Le massacre au Beth ‘Habad de Bombay a réussi à briser la quiétude de la communauté juive locale, car pour les 4 000 résidents
juifs de la capitale économique indienne, l’antisémitisme n’avait jamais fait partie du quotidien. En effet, ils vivent à Bombay
depuis des siècles – certains affirment même que c’est le roi Salomon qui les y a envoyés – et ils se sont toujours considérés
comme un exemple d’intégration réussie. Retour sur l’histoire d’une communauté vieille de plusieurs centaines d’années et qui
espère vivement que la sérénité reviendra très vite à Bombay…

Les quelque 4 000 Juifs de
Bombay se font appeler les
« Bné Israël », tout simplement ! Si leur origine demeure incertaine, les premiers Juifs de la ville seraient arrivés – selon certaines
sources historiques – sur l’ordre du
roi Salomon. Ils ont fondé à Bombay
une communauté florissante et ont
toujours réussi à vivre en paix avec
les Hindous, les Bouddhistes et plus
tard avec les Musulmans. L’antisémitisme n’a jamais atteint cette ville,
soulignent les Bné Israël avec fierté.

_À FAIRE_.
a - D'après l'extrait sur les Juifs de Bombay, quel nom se donnent les quelque 4 000 Juifs de la ville ?
b - Recopiez, s'il vous plaît, le passage de l'extrait sur les Juifs de Bombay situé entre « Les quelque 4 » et « Israël avec fierté. », ces deux passages compris.

_DONNÉES FOURNIES_.
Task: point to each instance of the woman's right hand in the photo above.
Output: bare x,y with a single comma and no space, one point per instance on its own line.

_RÉPONSES PAR TÂCHE_.
a - Ils se font appeler les « Bné Israël ».

b -
Les quelque 4 000 Juifs de
Bombay se font appeler les
« Bné Israël », tout simplement ! Si leur origine demeure incertaine, les premiers Juifs de la ville seraient arrivés – selon certaines
sources historiques – sur l’ordre du
roi Salomon. Ils ont fondé à Bombay
une communauté florissante et ont
toujours réussi à vivre en paix avec
les Hindous, les Bouddhistes et plus
tard avec les Musulmans. L’antisémitisme n’a jamais atteint cette ville,
soulignent les Bné Israël avec fierté.